--- START OF Task inputs ---

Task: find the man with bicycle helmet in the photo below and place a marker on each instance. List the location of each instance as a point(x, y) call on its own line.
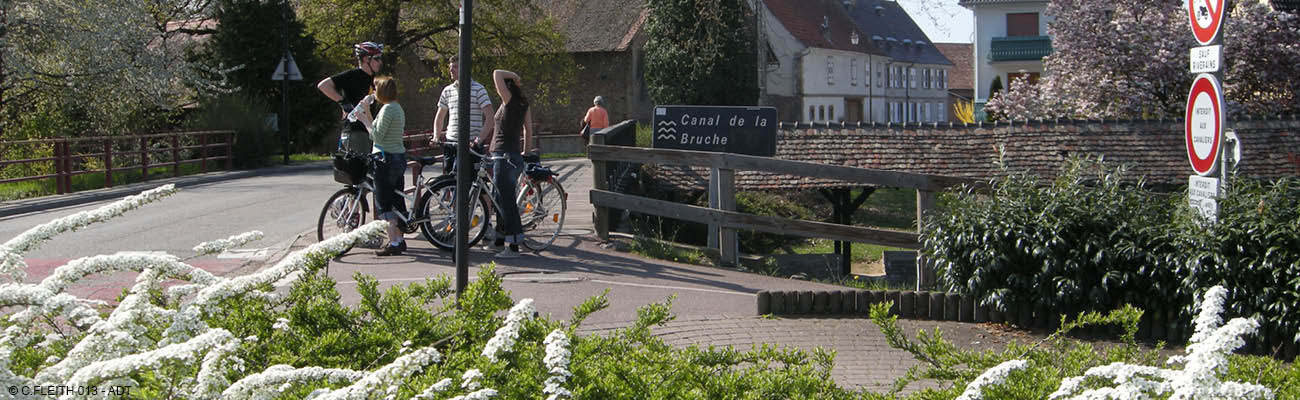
point(349, 87)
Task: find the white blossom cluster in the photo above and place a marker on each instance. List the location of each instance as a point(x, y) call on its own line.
point(434, 390)
point(557, 364)
point(116, 347)
point(386, 379)
point(113, 348)
point(12, 251)
point(506, 335)
point(995, 375)
point(1205, 359)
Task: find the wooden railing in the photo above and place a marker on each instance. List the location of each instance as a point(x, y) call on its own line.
point(70, 156)
point(726, 165)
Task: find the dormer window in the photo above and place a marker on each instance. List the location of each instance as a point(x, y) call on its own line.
point(853, 72)
point(830, 70)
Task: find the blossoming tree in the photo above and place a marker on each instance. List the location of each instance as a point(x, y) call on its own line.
point(1130, 60)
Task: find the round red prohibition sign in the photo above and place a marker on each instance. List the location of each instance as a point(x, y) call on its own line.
point(1204, 124)
point(1207, 18)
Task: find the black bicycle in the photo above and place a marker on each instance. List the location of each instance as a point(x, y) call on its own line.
point(347, 208)
point(542, 205)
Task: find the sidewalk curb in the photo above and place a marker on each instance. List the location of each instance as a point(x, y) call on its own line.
point(944, 307)
point(55, 201)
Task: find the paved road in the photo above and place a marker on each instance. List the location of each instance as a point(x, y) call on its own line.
point(280, 201)
point(714, 307)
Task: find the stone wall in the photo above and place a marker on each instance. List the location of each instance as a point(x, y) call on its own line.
point(1152, 148)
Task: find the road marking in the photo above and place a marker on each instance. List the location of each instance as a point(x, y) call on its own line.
point(558, 278)
point(245, 253)
point(675, 287)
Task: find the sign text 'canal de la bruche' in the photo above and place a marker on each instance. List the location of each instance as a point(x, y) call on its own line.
point(741, 130)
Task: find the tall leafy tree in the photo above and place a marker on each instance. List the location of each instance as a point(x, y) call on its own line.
point(1129, 60)
point(70, 66)
point(254, 35)
point(508, 34)
point(701, 52)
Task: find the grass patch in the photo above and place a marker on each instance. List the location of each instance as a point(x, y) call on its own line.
point(862, 252)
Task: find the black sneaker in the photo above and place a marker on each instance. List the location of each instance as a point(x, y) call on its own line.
point(391, 250)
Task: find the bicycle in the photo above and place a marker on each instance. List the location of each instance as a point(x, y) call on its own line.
point(541, 200)
point(347, 208)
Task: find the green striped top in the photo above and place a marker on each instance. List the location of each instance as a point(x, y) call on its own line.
point(388, 129)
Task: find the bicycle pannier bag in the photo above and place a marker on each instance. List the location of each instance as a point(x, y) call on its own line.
point(349, 168)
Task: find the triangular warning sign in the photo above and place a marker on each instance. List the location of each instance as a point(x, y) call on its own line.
point(289, 72)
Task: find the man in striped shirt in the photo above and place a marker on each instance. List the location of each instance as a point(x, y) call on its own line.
point(480, 114)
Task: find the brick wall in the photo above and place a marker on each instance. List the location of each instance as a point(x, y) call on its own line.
point(1151, 148)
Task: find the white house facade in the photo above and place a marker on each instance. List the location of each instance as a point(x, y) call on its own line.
point(822, 61)
point(1010, 42)
point(911, 82)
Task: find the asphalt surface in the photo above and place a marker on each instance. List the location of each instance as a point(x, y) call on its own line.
point(713, 305)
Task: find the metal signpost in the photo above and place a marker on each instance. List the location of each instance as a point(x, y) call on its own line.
point(740, 130)
point(285, 72)
point(1205, 124)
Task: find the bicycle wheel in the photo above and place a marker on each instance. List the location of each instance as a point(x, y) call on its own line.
point(438, 204)
point(343, 212)
point(542, 212)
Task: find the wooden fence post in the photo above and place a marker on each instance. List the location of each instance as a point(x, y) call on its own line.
point(601, 182)
point(203, 153)
point(108, 162)
point(176, 155)
point(924, 205)
point(714, 233)
point(230, 155)
point(727, 244)
point(144, 159)
point(60, 169)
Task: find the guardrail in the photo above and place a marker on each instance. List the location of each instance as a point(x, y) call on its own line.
point(726, 216)
point(72, 155)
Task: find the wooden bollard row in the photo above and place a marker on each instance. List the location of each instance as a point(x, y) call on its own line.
point(965, 308)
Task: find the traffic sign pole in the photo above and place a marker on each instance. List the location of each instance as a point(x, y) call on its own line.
point(1205, 122)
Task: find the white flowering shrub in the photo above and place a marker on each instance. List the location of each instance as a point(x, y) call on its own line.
point(182, 333)
point(1060, 369)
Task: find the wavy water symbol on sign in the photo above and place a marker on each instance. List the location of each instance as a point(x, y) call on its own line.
point(664, 127)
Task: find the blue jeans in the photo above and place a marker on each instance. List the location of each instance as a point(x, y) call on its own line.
point(505, 177)
point(388, 178)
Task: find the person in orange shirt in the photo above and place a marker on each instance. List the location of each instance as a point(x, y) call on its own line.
point(597, 117)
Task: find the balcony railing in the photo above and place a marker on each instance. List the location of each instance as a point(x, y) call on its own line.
point(1021, 48)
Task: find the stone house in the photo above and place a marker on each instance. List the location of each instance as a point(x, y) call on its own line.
point(960, 77)
point(606, 40)
point(917, 90)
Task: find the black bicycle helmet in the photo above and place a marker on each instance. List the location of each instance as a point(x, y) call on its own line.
point(368, 50)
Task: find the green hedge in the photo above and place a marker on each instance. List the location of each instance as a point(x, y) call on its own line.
point(1093, 239)
point(1255, 250)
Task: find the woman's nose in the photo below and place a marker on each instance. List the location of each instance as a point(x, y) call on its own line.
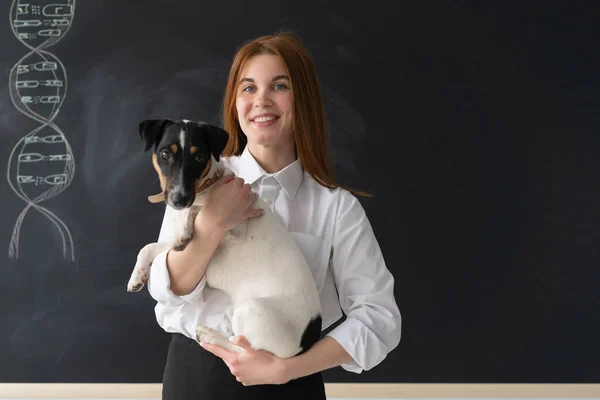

--- END OF Task inputs ---

• **Task instructions**:
Can you put every line of the rows above into a JSON list of strings, one string per line, with blank lines dropped and the pictures left out?

• **The reply**:
[
  "Task: find the man with bicycle helmet in the photo below and place a marker on each instance. List the location of each instance as a point(x, y) call on its own line.",
  "point(349, 87)",
  "Task: find the white blossom cluster in the photo above and place a marker on each instance. List the location of each instance as a point(x, y) call on its own line.",
  "point(434, 390)",
  "point(557, 364)",
  "point(116, 347)",
  "point(386, 379)",
  "point(113, 348)",
  "point(12, 251)",
  "point(506, 335)",
  "point(995, 375)",
  "point(1205, 359)",
  "Task: find the wooden railing in the photo above and place a marker on each instance. List the location of each instance as a point(x, y) call on its own line.",
  "point(70, 156)",
  "point(726, 165)",
  "Task: find the dormer window in the photo above and place a marker on each instance. List the location of each instance as a point(x, y) call on its own line.",
  "point(853, 72)",
  "point(830, 70)",
  "Task: find the blossoming tree in the photo above and place a marker on each instance. List the location of each instance as a point(x, y) call on its own line.",
  "point(1130, 60)",
  "Task: find the round red prohibition sign in the photo above and place a marker on each instance. List the location of each instance as a point(x, y) call on its own line.",
  "point(1204, 124)",
  "point(1207, 18)",
  "Task: find the black bicycle in the photo above and place a marker on each instance. List the location of each instance as a point(x, y) call on its own line.",
  "point(347, 208)",
  "point(542, 205)",
  "Task: find the sidewalk curb in the photo above and place a marker on each instance. List the location of each instance as a point(x, y) call on its own line.",
  "point(944, 307)",
  "point(55, 201)",
  "Task: find the paved road in the photo above and place a marker on each instance. List the location of each instance as a point(x, y) call on its own line.",
  "point(280, 201)",
  "point(714, 307)",
  "Task: find the stone wall in the photo above and place a marker on each instance. List the location of each instance as a point(x, y) call on its own line.",
  "point(1152, 148)",
  "Task: find the road marking in the photo above and place a marker on each instance. List the location of each instance as a point(x, y) call on its own line.",
  "point(558, 278)",
  "point(245, 253)",
  "point(675, 287)",
  "Task: find the sign text 'canal de la bruche' in the photo above and place a marker on each instance. List the location of each instance as a point(x, y) call on its own line.",
  "point(741, 130)",
  "Task: find the tall leafy tree in the photo above and place a marker on each instance. List the location of each instance as a point(x, y) call on its own line.",
  "point(1129, 60)",
  "point(70, 66)",
  "point(254, 35)",
  "point(508, 34)",
  "point(701, 52)",
  "Task: find the grass patch in the photo above and place a marker on each instance. List the location of each instance as a point(x, y) call on its own line.",
  "point(862, 252)",
  "Task: find the black sneaker in the photo above and place a marker on each instance. List the location of each instance as a point(x, y) call on its own line.",
  "point(391, 250)",
  "Task: find the bicycle in the photo above and place a marker on each instance. List the location of each instance as a point(x, y) call on its own line.",
  "point(541, 200)",
  "point(347, 208)",
  "Task: find the green striped top in the photo above and place a marker on each instance. List the location of each instance as a point(x, y) call on its own line.",
  "point(388, 129)",
  "Task: find the bicycle pannier bag in the photo above and place a marker on each instance. List the location of each instance as a point(x, y) call on its own line.",
  "point(349, 168)",
  "Task: find the triangular warning sign in the photo above and place a marker on each instance. List the location of each instance as a point(x, y) call on its own line.",
  "point(289, 72)",
  "Task: find the man in striped shirt in the photo above and place a marker on each instance. List the location of each instance as a point(x, y) call on its own line.",
  "point(480, 114)",
  "Task: find the brick wall in the photo above and place a marker on each instance. List the location of each instance as a point(x, y) call on its own line.",
  "point(1151, 148)",
  "Task: find the white house facade in the photo above and place a marker on each instance. List the location of each instance as a point(x, y) call on its own line.",
  "point(822, 61)",
  "point(1010, 42)",
  "point(911, 82)",
  "Task: find the asphalt surface in the photo above and place a marker on each instance. List the location of each instance as a point(x, y) call on its own line.",
  "point(713, 305)",
  "Task: find the metal signpost in the photo above and place a marker on each instance. List the location of each instance as a point(x, y) call on its own line.",
  "point(740, 130)",
  "point(285, 72)",
  "point(1205, 124)",
  "Task: find the bicycle wheel in the photo above and place a marker on each instance. List the location of each instance as a point(x, y) call on its own line.",
  "point(438, 204)",
  "point(343, 212)",
  "point(542, 212)",
  "Task: find the wooden fence post in the photo above and place a marker on each instance. List the location of each instance as a point(x, y) call on its own line.",
  "point(601, 182)",
  "point(203, 153)",
  "point(108, 162)",
  "point(176, 155)",
  "point(924, 205)",
  "point(714, 233)",
  "point(230, 155)",
  "point(727, 244)",
  "point(144, 159)",
  "point(60, 169)",
  "Task: find the guardrail in the photo above and place a marker on each instance. List the location of each instance as a point(x, y) call on its own line.",
  "point(726, 216)",
  "point(72, 155)",
  "Task: find the wooden bollard row in the photo above and place a marker on each instance. List the location of each instance as a point(x, y) call on its own line.",
  "point(965, 308)",
  "Task: find the traffic sign pole in the photo above and place a marker on each instance. List the location of each instance as a point(x, y) call on its own line.",
  "point(1205, 122)",
  "Task: find the white flowering shrub in the photo above and place a marker on each instance. List the location of each instance as a point(x, y) call on its own line.",
  "point(182, 333)",
  "point(1060, 369)",
  "Task: find the wavy water symbol on sign in the photo above and place a marker on each instance. List the location of each instance as a point(x, y) call on its own line.",
  "point(664, 127)",
  "Task: find the blue jeans in the photo above and place a marker on each instance. List the location of each instance as a point(x, y) call on its own line.",
  "point(505, 177)",
  "point(388, 178)",
  "Task: find the person in orange shirt in the photo above and place a marker on each instance. List the location of each instance as a point(x, y) call on its own line.",
  "point(597, 117)",
  "Task: find the balcony railing in the photo above and place a marker on each instance. List the location of each instance as a point(x, y) call on its own line.",
  "point(1021, 48)",
  "Task: find the stone house in the photo above and place a marker on each instance. List the location of each instance as a point(x, y) call on its own line.",
  "point(960, 77)",
  "point(606, 40)",
  "point(917, 90)",
  "Task: find the black bicycle helmet in the photo above and place a marker on each instance. List the location of each instance as a point(x, y) call on its own line.",
  "point(368, 50)",
  "Task: find the green hedge in the photo above and place a marker on each instance. List the location of each instance as a point(x, y) call on its own line.",
  "point(1093, 239)",
  "point(1255, 250)",
  "Task: find the woman's nose in the photo below and place a marker on each instance. List the location of each instance as a point(x, y) call on its own line."
]